• **WORK TO COMPLETE**
Copy every one of the records below word for word, keeping each line as it is.

• **INFORMATION PROVIDED**
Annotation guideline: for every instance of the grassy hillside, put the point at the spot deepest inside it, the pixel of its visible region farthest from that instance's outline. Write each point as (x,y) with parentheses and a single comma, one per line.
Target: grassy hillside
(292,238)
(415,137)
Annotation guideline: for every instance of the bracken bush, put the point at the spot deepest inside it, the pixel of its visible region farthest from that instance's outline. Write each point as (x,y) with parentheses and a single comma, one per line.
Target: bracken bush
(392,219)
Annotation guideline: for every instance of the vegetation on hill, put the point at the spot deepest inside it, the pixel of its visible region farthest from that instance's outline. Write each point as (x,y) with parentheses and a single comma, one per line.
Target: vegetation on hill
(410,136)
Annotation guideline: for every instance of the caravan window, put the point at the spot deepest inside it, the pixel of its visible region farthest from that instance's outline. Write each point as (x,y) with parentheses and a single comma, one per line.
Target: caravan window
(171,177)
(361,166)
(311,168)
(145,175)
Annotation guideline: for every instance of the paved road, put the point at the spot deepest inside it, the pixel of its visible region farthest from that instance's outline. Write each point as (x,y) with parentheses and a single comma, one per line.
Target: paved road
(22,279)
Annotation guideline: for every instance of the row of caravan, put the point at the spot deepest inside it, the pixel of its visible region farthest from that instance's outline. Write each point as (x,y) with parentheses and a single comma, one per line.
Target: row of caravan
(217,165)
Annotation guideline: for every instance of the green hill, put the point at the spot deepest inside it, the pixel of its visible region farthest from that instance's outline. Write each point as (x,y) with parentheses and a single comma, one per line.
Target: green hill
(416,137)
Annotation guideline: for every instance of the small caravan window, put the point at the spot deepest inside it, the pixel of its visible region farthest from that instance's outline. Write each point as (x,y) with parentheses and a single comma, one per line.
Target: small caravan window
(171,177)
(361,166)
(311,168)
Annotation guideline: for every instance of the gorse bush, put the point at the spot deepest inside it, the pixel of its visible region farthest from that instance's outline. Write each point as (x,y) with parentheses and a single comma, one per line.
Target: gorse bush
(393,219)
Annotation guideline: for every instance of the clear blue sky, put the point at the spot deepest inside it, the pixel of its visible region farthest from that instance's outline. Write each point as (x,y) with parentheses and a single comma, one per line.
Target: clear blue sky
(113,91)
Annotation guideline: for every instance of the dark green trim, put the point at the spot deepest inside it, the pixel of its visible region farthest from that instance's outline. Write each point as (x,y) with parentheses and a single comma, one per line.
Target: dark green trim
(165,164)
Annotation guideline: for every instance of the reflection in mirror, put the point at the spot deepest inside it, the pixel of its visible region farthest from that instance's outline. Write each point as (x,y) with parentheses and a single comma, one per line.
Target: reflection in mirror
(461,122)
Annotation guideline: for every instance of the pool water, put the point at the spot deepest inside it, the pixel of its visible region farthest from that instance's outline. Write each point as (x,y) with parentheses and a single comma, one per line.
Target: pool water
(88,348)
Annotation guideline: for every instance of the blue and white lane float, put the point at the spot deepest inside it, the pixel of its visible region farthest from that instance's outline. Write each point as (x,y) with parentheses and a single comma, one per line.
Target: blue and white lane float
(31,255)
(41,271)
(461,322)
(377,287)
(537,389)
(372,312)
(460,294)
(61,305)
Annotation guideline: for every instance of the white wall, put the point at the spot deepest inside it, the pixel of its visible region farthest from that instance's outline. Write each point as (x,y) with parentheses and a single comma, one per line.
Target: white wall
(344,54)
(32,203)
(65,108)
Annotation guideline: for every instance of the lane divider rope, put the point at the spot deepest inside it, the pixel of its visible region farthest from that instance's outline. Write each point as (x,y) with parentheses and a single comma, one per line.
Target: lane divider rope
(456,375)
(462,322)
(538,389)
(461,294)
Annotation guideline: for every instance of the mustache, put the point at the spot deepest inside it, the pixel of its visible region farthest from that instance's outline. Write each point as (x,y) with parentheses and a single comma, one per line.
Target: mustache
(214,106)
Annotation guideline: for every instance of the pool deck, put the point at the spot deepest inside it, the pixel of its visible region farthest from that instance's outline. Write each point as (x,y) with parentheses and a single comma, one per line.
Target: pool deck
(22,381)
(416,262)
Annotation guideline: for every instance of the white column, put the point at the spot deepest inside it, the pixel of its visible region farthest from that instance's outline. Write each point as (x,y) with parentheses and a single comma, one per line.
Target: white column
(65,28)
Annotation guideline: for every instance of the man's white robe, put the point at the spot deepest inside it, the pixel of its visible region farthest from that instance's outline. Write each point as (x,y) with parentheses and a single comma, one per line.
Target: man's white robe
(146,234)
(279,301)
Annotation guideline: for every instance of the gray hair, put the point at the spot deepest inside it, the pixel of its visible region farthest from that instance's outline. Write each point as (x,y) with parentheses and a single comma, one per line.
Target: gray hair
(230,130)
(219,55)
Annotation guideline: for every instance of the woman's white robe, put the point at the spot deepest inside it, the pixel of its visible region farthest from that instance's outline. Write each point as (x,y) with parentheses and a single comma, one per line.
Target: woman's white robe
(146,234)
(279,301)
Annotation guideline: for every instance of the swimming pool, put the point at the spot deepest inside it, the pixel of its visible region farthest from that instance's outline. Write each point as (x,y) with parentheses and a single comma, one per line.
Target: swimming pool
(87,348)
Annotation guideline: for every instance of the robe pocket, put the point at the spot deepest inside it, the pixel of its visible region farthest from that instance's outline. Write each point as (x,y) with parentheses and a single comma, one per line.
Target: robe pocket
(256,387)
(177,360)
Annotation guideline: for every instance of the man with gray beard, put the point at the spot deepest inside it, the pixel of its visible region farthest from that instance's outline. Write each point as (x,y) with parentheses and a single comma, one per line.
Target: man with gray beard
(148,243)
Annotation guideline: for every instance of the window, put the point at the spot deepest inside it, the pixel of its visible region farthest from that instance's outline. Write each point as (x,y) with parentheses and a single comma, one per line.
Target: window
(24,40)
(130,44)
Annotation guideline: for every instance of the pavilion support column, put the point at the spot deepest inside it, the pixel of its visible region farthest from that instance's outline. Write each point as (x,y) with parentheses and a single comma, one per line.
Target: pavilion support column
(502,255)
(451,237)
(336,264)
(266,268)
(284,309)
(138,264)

• **ANSWER TO THE EXERCISE**
Annotation guideline: for every instance of the grassy hillside, put the point at the spot deepest inside it, the pixel of its visible region farthest from that instance's outline. Write each point as (x,y) with parentheses and a single comma, one per line.
Target: grassy hillside
(292,238)
(415,137)
Annotation guideline: for every instance of the bracken bush, put the point at the spot deepest inside it, the pixel of its visible region farthest from that instance's outline. Write each point as (x,y) with parentheses and a single comma, one per line.
Target: bracken bush
(392,219)
Annotation guideline: for every instance of the vegetation on hill, put the point at the spot deepest inside it, the pixel of its visible region farthest from that instance's outline. Write each point as (x,y) with parentheses and a single comma, one per line.
Target: vegetation on hill
(410,136)
Annotation guideline: for every instance of the caravan window, put the point at the spot deepest inside it, the pixel of its visible region farthest from that instance's outline. Write each point as (x,y) with parentheses and a single comma, one per line.
Target: caravan window
(171,177)
(361,166)
(311,168)
(145,175)
Annotation guideline: for every instance of the paved road, put the point at the spot deepest inside it, the pixel of its visible region farthest from that instance's outline. Write each point as (x,y) with parentheses and a single comma, one per line.
Target: paved road
(22,279)
Annotation guideline: for every instance of the row of caravan, put the point at the spot deepest inside it, the pixel of its visible region farthest from that instance's outline. Write each point as (x,y) with parentheses and a single comma, one per line.
Target: row of caravan
(217,165)
Annotation guideline: for every instance of the green hill, put the point at the spot deepest inside it, the pixel of its visible region farthest from that instance's outline. Write each point as (x,y) with parentheses and a single comma, one per line.
Target: green hill
(416,137)
Annotation guideline: for every instance of the small caravan window, put the point at the spot deepest inside it, the pixel of its visible region farthest from that instance's outline. Write each point as (x,y) with parentheses and a single comma, one per line.
Target: small caravan window
(171,177)
(361,166)
(311,168)
Annotation guideline: for every instance of the gorse bush, put the point at the spot deepest inside it, the pixel of its visible region farthest from that instance's outline. Write each point as (x,y) with parentheses and a single comma, one per line.
Target: gorse bush
(393,219)
Annotation guideline: for every instance of the clear blue sky, put the point at the spot deepest inside it, the pixel of its visible region farthest from that instance's outline. Write each point as (x,y) with parentheses and a single comma, one per line.
Target: clear blue sky
(113,91)
Annotation guideline: for every instance of the dark green trim, put the point at the spot deepest inside it, the pixel of its visible region farthest from that instance's outline. Write each point as (x,y) with parentheses and a single comma, one per line.
Target: dark green trim
(165,164)
Annotation guideline: for every instance of the reflection in mirror, put the point at the spot deepest inside it, the pixel of its visible region farthest from that instance's outline. Write each point as (x,y) with parentheses and a single comma, one per line.
Target: reflection in mirror
(461,122)
Annotation guideline: for every instance of the pool water, put the point at the spot deepest inside it, the pixel of its visible region farthest from that instance's outline. Write each point as (x,y) with parentheses and a single comma, one per line.
Target: pool water
(88,348)
Annotation guideline: for every instance of the blue and white lane float, put the point at the spot deepest inside it, the pixel of its visible region farthest from that instance's outline. Write each point as (x,y) with parentheses and a single comma, one per line.
Target: blue and white lane float
(31,255)
(41,271)
(461,322)
(377,287)
(537,389)
(372,312)
(460,294)
(61,305)
Annotation guideline: for every instance of the white wall, put the point at the spot deepest inside it, the pixel of its visible region farthest from that instance's outline. Write each point as (x,y) with parentheses and a single comma, one per line.
Target: white wall
(344,54)
(32,203)
(65,108)
Annotation guideline: for every instance of the lane divider rope, put the point at the spot deepest inside it, the pixel of its visible region farthest from that instance's outline. Write each point as (x,y) with parentheses and a single comma, one per line.
Target: lane divider rope
(456,375)
(462,322)
(538,389)
(461,294)
Annotation guideline: for every instance of the mustache, put the point at the spot deepest inside it, the pixel of its visible region farthest from that instance's outline. Write each point as (x,y) with parentheses and a single comma, one per line.
Target: mustache
(214,106)
Annotation guideline: for every instance of the pool deck, put the point at the spot deepest inside it, the pixel of its visible region farthest from that instance's outline. Write each point as (x,y) with parentheses and a single comma, one per line.
Target: pool deck
(22,381)
(416,262)
Annotation guideline: for every instance of the white column, put the point at the spot deepest inside it, the pixel of its visible region farthest from that instance's outline. Write each point as (x,y) with parentheses and a single comma, one per line.
Target: white column
(65,28)
Annotation guideline: for every instance of the man's white robe, put the point at the spot deepest inside it, the pixel of its visible region farthest from that instance's outline. Write each point as (x,y) with parentheses and a single comma, one per line.
Target: man's white robe
(146,234)
(279,301)
Annotation guideline: for every instance of the gray hair, put the point at the spot deepest inside it, the pixel of its visible region farthest from that instance's outline. Write each point as (x,y) with parentheses and a single comma, one per line.
Target: gray hair
(230,130)
(219,55)
Annotation guideline: for every instance of the woman's white robe, put the point at the spot deepest inside it, the pixel of its visible region farthest from that instance's outline. Write each point as (x,y) with parentheses and a single comma, one per line.
Target: woman's white robe
(146,234)
(279,301)
Annotation guideline: for every instance of the swimming pool, put the point at the spot deepest inside it, the pixel of its visible region farthest from that instance's outline. Write each point as (x,y) with parentheses and a single comma, one per line.
Target: swimming pool
(87,348)
Annotation guideline: for every instance of the robe pocket, put the point at the spot deepest inside it, the pixel of its visible region farthest from that instance's outline. Write each point as (x,y) with parentheses and a single comma, one per line.
Target: robe pocket
(256,387)
(177,360)
Annotation guideline: for every instance of the man with gray beard, put the point at the spot deepest inside it, the pixel of its visible region farthest from that instance's outline. Write each point as (x,y) with parentheses and a single comma, one per line.
Target: man with gray beard
(148,243)
Annotation guideline: for every instance of the window, put the point at the spot deepest inside it, the pixel of its visible region farthest from that instance's outline. Write each point as (x,y) with parentheses and a single comma, one per line.
Target: window
(24,40)
(130,44)
Annotation guideline: for every instance of the pavilion support column, put the point at the spot deepest inside it, the pixel of its visible region farthest from that instance's outline. Write each point as (x,y) with parentheses and a single comma, one per line.
Target: pavilion support column
(502,255)
(451,237)
(336,264)
(266,268)
(284,309)
(138,264)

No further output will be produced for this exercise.